» **SOURCE EXCERPT**
Ahead of and during the 2020–21 season, Vušković attracted attention of various Serie A clubs, most notably Napoli. However, club president Lukša Jakobušić stopped the transfer, dubbing Vušković the "club project". On 27 January 2021, Vušković scored the opener in a 3–1 derby defeat to Dinamo Zagreb. On 20 March, he assisted Marin Ljubičić for the only goal in a 1–0 derby victory over Šibenik. In the beginning of May, Vušković sparked significant interest from Celtic and Torino. On 12 May, he scored the first goal and provided Stipe Biuk with an assist for the fourth in a 4–0 victory over Gorica.

=== Hamburger SV ===
On 31 August 2021, Vušković signed a two-year loan deal with 2. Bundesliga club Hamburger SV, with an option to buy. He made his debut on 18 September in a 2–0 victory over Werder Bremen. Despite initial struggles, within the first three months he became a nailed-on starter, and his performances led to the club signing him permanently on 15 March 2022. On 16 April, Vušković scored his debut goal for Hamburg, a free kick in a 3–0 victory over Karlsruhe.

On 12 November 2022, Vušković failed a drug test, prompting German Football Association (DFB)'s anti-doping department to launch an investigation. On 30 March 2023, Vušković was banned by the DFB Sports Court for two years due to EPO doping. The club and the player filed an appeal for the ban due to multiple irregularities during the investigation; however, Nationale Anti Doping Agentur (NADA) did the same seeking a four-year ban. The ban was set to run retroactively from 15 November 2022 to 14 November 2024. However, In August 2024, Court of Arbitration for Sport extended the ban until 15 November 2026.

» **TASKS TO COMPLETE**
A - Using the passage on Vušković's career, decide whether each statement agrees with it. Answer yes or no for each, and quote the deciding words. (i) Hamburger SV signed Vušković permanently on 15 March 2022. (ii) The DFB Sports Court banned Vušković for four years. (iii) Vušković's first goal for Hamburg was a free kick.
B - Reproduce word for word the stretch of the passage on Vušković's career that opens with the words "On 12 November" and closes after "15 November 2026.".
The records after the passage on Vušković's career aren't needed here.

» **ENTRIES SHOWN**
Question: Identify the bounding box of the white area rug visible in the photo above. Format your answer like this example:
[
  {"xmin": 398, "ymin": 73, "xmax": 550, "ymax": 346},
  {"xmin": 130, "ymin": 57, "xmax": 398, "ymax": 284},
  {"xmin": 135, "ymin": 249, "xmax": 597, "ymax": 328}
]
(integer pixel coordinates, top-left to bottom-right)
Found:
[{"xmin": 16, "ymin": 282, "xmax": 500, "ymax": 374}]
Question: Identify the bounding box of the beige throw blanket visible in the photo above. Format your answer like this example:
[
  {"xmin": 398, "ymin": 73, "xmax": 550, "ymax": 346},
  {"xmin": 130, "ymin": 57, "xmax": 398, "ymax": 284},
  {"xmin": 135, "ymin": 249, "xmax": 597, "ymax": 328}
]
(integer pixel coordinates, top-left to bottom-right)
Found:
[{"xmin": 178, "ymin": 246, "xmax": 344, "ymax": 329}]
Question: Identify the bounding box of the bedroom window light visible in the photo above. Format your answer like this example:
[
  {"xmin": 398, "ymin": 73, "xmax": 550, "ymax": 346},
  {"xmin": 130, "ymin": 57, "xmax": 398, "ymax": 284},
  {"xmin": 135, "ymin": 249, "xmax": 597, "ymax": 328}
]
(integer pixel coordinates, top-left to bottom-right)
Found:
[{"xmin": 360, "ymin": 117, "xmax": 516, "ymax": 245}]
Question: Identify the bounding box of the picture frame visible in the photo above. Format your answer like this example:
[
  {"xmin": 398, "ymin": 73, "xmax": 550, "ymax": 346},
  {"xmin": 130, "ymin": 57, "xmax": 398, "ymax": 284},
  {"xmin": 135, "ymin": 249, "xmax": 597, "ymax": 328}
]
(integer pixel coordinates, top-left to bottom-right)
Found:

» **THE SOLUTIONS**
A -
(i) Yes: "his performances led to the club signing him permanently on 15 March 2022"
(ii) No: "Vušković was banned by the DFB Sports Court for two years due to EPO doping"
(iii) Yes: "a free kick in a 3–0 victory over Karlsruhe"

B -
On 12 November 2022, Vušković failed a drug test, prompting German Football Association (DFB)'s anti-doping department to launch an investigation. On 30 March 2023, Vušković was banned by the DFB Sports Court for two years due to EPO doping. The club and the player filed an appeal for the ban due to multiple irregularities during the investigation; however, Nationale Anti Doping Agentur (NADA) did the same seeking a four-year ban. The ban was set to run retroactively from 15 November 2022 to 14 November 2024. However, In August 2024, Court of Arbitration for Sport extended the ban until 15 November 2026.